What the task asks:
Set out every line of the data below as a numbered list, skipping any blank lines.

Dataset rows:
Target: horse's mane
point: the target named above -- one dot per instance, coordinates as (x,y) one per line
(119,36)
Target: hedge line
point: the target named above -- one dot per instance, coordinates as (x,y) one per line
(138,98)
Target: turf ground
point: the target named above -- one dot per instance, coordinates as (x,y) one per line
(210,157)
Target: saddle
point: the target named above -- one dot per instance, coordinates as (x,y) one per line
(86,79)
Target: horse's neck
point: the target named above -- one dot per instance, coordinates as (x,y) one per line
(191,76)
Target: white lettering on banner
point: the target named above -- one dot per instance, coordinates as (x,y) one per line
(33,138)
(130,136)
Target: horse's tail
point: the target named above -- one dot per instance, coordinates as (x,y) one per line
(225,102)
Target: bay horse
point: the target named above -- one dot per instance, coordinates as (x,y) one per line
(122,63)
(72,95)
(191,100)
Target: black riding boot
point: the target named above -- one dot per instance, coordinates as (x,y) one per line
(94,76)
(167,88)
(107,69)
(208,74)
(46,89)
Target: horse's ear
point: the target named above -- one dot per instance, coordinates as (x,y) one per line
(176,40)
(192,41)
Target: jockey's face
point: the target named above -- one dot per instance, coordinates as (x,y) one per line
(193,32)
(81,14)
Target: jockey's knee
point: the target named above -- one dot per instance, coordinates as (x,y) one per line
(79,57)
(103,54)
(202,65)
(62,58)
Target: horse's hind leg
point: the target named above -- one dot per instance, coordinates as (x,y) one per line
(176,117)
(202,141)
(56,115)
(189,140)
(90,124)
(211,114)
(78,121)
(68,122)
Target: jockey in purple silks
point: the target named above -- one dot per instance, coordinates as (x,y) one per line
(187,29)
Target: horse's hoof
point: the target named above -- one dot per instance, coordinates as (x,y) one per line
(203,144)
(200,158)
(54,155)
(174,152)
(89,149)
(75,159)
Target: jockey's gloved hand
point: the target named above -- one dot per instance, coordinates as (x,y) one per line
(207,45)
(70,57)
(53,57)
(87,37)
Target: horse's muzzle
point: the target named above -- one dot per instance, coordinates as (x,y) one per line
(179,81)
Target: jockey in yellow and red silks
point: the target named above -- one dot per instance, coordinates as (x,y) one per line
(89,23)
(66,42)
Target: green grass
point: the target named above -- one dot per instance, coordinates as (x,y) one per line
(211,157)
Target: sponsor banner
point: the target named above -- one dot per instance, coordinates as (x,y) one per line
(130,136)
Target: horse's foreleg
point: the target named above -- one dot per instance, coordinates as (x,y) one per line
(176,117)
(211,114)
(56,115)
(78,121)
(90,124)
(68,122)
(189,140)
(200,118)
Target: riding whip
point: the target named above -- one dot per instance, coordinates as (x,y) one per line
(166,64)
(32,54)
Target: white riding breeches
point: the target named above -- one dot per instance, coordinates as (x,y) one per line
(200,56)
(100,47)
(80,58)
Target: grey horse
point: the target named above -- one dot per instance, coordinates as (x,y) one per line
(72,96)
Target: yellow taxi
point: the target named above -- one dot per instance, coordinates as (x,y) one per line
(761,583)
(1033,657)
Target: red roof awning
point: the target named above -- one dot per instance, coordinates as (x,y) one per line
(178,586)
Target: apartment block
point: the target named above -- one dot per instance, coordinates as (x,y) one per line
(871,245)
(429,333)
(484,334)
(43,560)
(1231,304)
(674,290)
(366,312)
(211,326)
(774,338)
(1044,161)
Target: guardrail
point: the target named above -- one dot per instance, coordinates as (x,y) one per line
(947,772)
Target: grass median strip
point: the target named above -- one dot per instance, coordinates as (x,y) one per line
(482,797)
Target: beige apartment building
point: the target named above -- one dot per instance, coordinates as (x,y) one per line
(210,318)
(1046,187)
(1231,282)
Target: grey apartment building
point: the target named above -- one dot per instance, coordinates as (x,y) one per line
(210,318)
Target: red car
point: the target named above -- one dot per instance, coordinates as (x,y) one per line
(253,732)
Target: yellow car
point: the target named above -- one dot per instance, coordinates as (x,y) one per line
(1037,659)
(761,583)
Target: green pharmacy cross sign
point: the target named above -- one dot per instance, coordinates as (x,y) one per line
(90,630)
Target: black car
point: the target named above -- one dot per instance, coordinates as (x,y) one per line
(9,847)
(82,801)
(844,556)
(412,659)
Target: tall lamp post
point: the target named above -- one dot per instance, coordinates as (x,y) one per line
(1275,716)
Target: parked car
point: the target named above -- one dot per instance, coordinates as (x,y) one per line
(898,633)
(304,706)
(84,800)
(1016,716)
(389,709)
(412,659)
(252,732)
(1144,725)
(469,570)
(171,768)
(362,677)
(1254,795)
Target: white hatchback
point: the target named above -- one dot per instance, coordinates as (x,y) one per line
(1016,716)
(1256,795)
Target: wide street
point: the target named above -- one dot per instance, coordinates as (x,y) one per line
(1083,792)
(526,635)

Task solution:
1. Target: horse's mane
2. point: the target named above -- one dot per instance, coordinates as (x,y) one per line
3. (119,36)
4. Target: hedge line
5. point: the target named above -- one dot per instance, coordinates as (x,y) one per line
6. (138,98)
7. Target: turf ground
8. point: the target named above -- one dot per instance, coordinates as (x,y) one per line
9. (210,157)
10. Target: saddle
11. point: the target named above -- one dot per instance, coordinates as (x,y) one per line
12. (86,79)
13. Target: horse's neck
14. point: the target named above -- one dot per instance, coordinates as (x,y) one per line
15. (191,76)
16. Target: white lettering on banner
17. point: the target named above -- one dot per instance, coordinates as (x,y) one per line
18. (33,138)
19. (130,136)
20. Target: horse's tail
21. point: the target named above -- one dot per instance, coordinates as (x,y) one per line
22. (225,102)
23. Target: bay horse
24. point: the target named above -- one dot per instance, coordinates as (x,y) one per line
25. (122,63)
26. (72,95)
27. (191,100)
28. Target: black riding boot
29. point: the target named above -- one dot per instance, coordinates as (x,y) one per line
30. (94,76)
31. (167,88)
32. (107,69)
33. (208,74)
34. (46,89)
35. Target: horse's ear
36. point: the target named above -- one dot per instance, coordinates as (x,y) one per line
37. (176,40)
38. (192,41)
39. Target: jockey's face
40. point: the target named above -- one dot per instance, coordinates as (x,y) one per line
41. (193,32)
42. (81,14)
43. Target: jockey's knee
44. point: the target named above -- one dot per instance, coordinates as (x,y) one per line
45. (79,57)
46. (103,54)
47. (202,65)
48. (62,58)
49. Target: horse's hind leg
50. point: the target named above -- one dot per instance, coordinates as (x,y) one per line
51. (176,117)
52. (202,141)
53. (56,115)
54. (189,140)
55. (90,124)
56. (211,114)
57. (78,121)
58. (68,122)
59. Target: jockey in purple silks
60. point: the target named above -- one dot per instance, coordinates as (x,y) one per line
61. (187,29)
62. Target: horse's hoof
63. point: the target named above -- one dot per instance, coordinates as (x,y) one per line
64. (203,144)
65. (200,158)
66. (54,155)
67. (174,152)
68. (89,149)
69. (75,159)
70. Target: jockey's gloved hand
71. point: the target named above -- one dot per instance, coordinates as (x,y) one per line
72. (207,45)
73. (70,57)
74. (53,57)
75. (87,37)
76. Target: horse's muzzle
77. point: the target named above -- one dot per instance, coordinates as (x,y) one per line
78. (179,81)
79. Target: jockey in yellow and red silks
80. point: the target named above -- one dot per instance, coordinates as (x,y) one per line
81. (89,23)
82. (66,42)
83. Target: green grass
84. point: the target named above -- one dot per instance, coordinates as (x,y) one per line
85. (211,157)
86. Target: sponsor banner
87. point: the target named above -- one dot per instance, coordinates as (x,y) one per line
88. (130,136)
89. Target: horse's foreleg
90. point: the target named above -- one dot per instance, coordinates as (x,y) one per line
91. (176,117)
92. (211,114)
93. (56,115)
94. (78,121)
95. (90,124)
96. (68,122)
97. (189,140)
98. (200,118)
99. Target: riding whip
100. point: the target named above -- one dot per instance, coordinates as (x,y) one per line
101. (166,64)
102. (32,54)
103. Target: white riding breeches
104. point: the target named above -- one dot per instance, coordinates as (x,y) one per line
105. (200,56)
106. (100,47)
107. (80,58)
108. Target: grey horse
109. point: the target named above -- one dot per instance, coordinates as (x,y) one per line
110. (72,96)
111. Target: yellow taxi
112. point: the target named above -- one dot per instance, coordinates as (x,y) one per line
113. (761,583)
114. (1033,657)
115. Target: red roof awning
116. point: the target named above -- one dot per instance, coordinates as (x,y) one per line
117. (178,586)
118. Target: apartment block
119. point: the target named above -- one dot per instance, coordinates as (x,y) one per line
120. (871,245)
121. (429,333)
122. (484,334)
123. (43,560)
124. (1231,304)
125. (674,290)
126. (366,312)
127. (211,326)
128. (774,338)
129. (1044,161)
130. Target: guardrail
131. point: the target named above -- one dot per instance, coordinates as (x,y) one per line
132. (947,772)
133. Target: grass median strip
134. point: the target named above -- one dot per instance, coordinates as (x,y) one per line
135. (482,797)
136. Target: beige apartment building
137. point: the target named above -- one dot per instance, coordinates as (x,y) one per line
138. (210,318)
139. (1046,187)
140. (1231,282)
141. Target: grey apartment building
142. point: the target named above -- one dot per instance, coordinates as (x,y) one per line
143. (210,318)
144. Target: red car
145. point: the target named above -- one dot per instance, coordinates as (x,y) one per line
146. (253,732)
147. Target: yellow car
148. point: the target named above -- one dot per instance, coordinates as (x,y) one per line
149. (1037,659)
150. (761,583)
151. Target: green pharmacy cross sign
152. point: the target named above -- one dot per instance, coordinates as (x,y) one per line
153. (90,630)
154. Target: black car
155. point: the target named above -- one dot per instance, coordinates as (x,y) one per line
156. (9,847)
157. (82,801)
158. (844,556)
159. (412,659)
160. Target: tall lamp post
161. point: the target named above -- one dot per instance, coordinates as (x,y) one per line
162. (1275,716)
163. Target: parked car
164. point: the target named above -- one dot per instance, coordinates as (x,y) one per line
165. (898,633)
166. (304,706)
167. (84,800)
168. (1016,716)
169. (389,709)
170. (412,659)
171. (252,732)
172. (1144,725)
173. (469,570)
174. (171,768)
175. (362,677)
176. (1254,795)
177. Target: white hatchback
178. point: the target named above -- one dot per instance, coordinates as (x,y) one per line
179. (1016,716)
180. (1256,795)
181. Target: wide street
182. point: the target named above -- one dot per instance, coordinates as (x,y) one per line
183. (1083,792)
184. (526,635)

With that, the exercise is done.